▶ [WHAT TO PRODUCE] Output the entries underneath exactly as they are.
━━━ EXERCISE DATA
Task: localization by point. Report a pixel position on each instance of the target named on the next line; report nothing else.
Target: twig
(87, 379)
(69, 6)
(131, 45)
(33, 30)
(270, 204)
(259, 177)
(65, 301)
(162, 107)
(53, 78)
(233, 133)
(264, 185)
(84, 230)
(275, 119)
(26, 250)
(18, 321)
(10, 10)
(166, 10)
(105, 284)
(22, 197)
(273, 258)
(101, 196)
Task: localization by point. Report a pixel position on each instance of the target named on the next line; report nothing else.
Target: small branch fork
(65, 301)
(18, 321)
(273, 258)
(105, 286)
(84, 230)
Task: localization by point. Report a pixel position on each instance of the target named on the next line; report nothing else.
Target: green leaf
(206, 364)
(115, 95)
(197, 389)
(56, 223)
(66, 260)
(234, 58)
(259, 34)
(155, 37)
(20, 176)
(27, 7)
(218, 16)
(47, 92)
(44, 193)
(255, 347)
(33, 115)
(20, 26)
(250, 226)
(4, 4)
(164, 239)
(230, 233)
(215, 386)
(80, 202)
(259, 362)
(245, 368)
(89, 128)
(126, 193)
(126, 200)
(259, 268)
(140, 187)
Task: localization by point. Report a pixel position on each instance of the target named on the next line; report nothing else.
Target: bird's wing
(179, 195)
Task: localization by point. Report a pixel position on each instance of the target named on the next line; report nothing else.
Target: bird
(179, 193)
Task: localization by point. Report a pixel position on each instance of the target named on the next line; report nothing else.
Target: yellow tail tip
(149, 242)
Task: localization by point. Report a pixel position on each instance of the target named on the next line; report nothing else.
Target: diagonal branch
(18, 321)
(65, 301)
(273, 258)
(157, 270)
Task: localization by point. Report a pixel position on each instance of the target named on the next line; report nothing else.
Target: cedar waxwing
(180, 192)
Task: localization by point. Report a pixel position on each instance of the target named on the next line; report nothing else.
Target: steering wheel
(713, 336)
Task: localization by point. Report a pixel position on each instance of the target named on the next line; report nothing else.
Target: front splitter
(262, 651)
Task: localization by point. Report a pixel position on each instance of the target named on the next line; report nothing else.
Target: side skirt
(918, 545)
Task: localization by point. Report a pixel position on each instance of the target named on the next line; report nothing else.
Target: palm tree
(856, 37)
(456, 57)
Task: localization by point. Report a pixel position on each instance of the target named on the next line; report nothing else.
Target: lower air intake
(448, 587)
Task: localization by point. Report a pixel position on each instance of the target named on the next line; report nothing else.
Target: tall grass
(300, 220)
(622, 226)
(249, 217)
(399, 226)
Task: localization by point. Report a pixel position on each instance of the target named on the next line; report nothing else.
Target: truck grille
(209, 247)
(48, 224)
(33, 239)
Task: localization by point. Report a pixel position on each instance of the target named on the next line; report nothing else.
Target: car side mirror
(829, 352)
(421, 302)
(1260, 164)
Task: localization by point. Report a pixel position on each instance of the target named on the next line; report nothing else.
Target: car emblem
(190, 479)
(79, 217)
━━━━━━
▶ [SOLUTION FOR THIS TASK]
Task: localization by point. Report a pixel position on each instance of the target named on the next line; report nothing else.
Target: twig
(87, 379)
(69, 6)
(131, 45)
(33, 30)
(270, 204)
(259, 177)
(65, 301)
(162, 107)
(53, 78)
(233, 133)
(264, 185)
(84, 230)
(275, 119)
(26, 250)
(18, 321)
(10, 10)
(166, 10)
(105, 284)
(22, 197)
(273, 258)
(101, 196)
Task: localization by point. Report a pixel position on each instance of the target named on the next line; report nothing else.
Target: small branch fork
(65, 301)
(18, 321)
(273, 258)
(105, 286)
(84, 230)
Task: localization by point. Report a pixel position on each instance of the target named on the next line; report nothing else.
Target: green leaf
(206, 364)
(115, 95)
(197, 389)
(56, 223)
(66, 260)
(234, 58)
(259, 34)
(155, 37)
(20, 176)
(27, 7)
(218, 16)
(47, 92)
(44, 193)
(255, 347)
(33, 115)
(20, 26)
(250, 226)
(4, 4)
(164, 239)
(230, 233)
(215, 386)
(80, 202)
(259, 362)
(245, 368)
(89, 128)
(126, 193)
(126, 200)
(259, 268)
(140, 187)
Task: localization by point. Report a pixel position on each instance of the target named on the next line; report nothing else.
Target: bird's wing
(179, 195)
Task: localization by point. Report a pixel position on each instance of the target named on the next line; report nothing else.
Target: bird
(179, 193)
Task: localization by point. Report a pixel position on each instance of the target named on the next line; report nothing else.
Target: yellow tail tip
(149, 242)
Task: localization by point. Report a pixel position on each instance of the target named on the next line; report nothing else.
Target: diagonal branch
(18, 321)
(65, 301)
(273, 258)
(157, 270)
Task: localization by point. Report a pixel position on each instance of the target named on the next line; report nothing else.
Target: cedar waxwing
(180, 192)
Task: localization by point. Report a pixel position on each instance of the target named on the next line; report nothing else.
Target: steering wheel
(713, 336)
Task: localization by point. Report a pixel position on each instance of the target named on the next line; report nothing else.
Target: front splitter
(262, 651)
Task: localization by point. Report a pixel position on each instance of the target named on the next line; report nothing else.
Target: side skirt
(918, 545)
Task: localization by point. Report a pixel position on each instance of the target named on the next line; report nothing else.
Target: palm tree
(856, 37)
(456, 57)
Task: localization by point. Report a pixel position on each instance of the target named on the next line; report nothing else.
Target: lower air intake
(448, 587)
Task: localization by point. Report a pixel position on each instance of the target named on the next line; report nothing else.
Target: tall grass
(300, 220)
(622, 226)
(249, 217)
(399, 226)
Task: localization by point. Report a pixel position on each instance of the target named on the next line; report nothing else.
Target: truck grille
(209, 247)
(48, 224)
(33, 239)
Task: localization by point. Report a pixel position on each instance of the target named on the next line; report nothing else.
Target: car side mirror
(829, 352)
(421, 302)
(1260, 164)
Task: localization by point. Report a pixel position on each instance of the target named on the next line; report nothing else.
Target: car emblem
(190, 479)
(79, 217)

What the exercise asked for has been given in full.